Referring expression grounding data:
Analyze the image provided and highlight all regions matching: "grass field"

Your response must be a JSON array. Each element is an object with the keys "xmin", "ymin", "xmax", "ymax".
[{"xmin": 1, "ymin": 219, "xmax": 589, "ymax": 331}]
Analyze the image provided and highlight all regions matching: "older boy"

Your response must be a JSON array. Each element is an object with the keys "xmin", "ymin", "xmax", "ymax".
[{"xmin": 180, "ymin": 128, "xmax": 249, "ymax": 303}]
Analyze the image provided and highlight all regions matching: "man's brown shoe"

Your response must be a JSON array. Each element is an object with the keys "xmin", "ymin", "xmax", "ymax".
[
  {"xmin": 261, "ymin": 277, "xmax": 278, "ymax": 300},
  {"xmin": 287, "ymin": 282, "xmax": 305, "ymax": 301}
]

• [WHAT NEEDS TO BE DONE]
Nothing in the records may be altered; restate them word for word.

• [ANSWER AREA]
Analyze the image provided and highlight all regions matching: "grass field"

Your response must be a JSON array. Each element is an object with the keys "xmin", "ymin", "xmax", "ymax".
[{"xmin": 1, "ymin": 219, "xmax": 589, "ymax": 331}]
Analyze the image provided and highlight all regions matching: "older boy"

Your response must be a JSON array. Each element is an object with the keys "xmin", "ymin", "xmax", "ymax".
[{"xmin": 180, "ymin": 128, "xmax": 249, "ymax": 303}]
Analyze the image provided and highlight all regions matching: "man's brown shoe"

Your response must be a JSON array. Each element is an object with the keys "xmin", "ymin", "xmax", "ymax".
[
  {"xmin": 261, "ymin": 277, "xmax": 278, "ymax": 300},
  {"xmin": 287, "ymin": 282, "xmax": 305, "ymax": 301}
]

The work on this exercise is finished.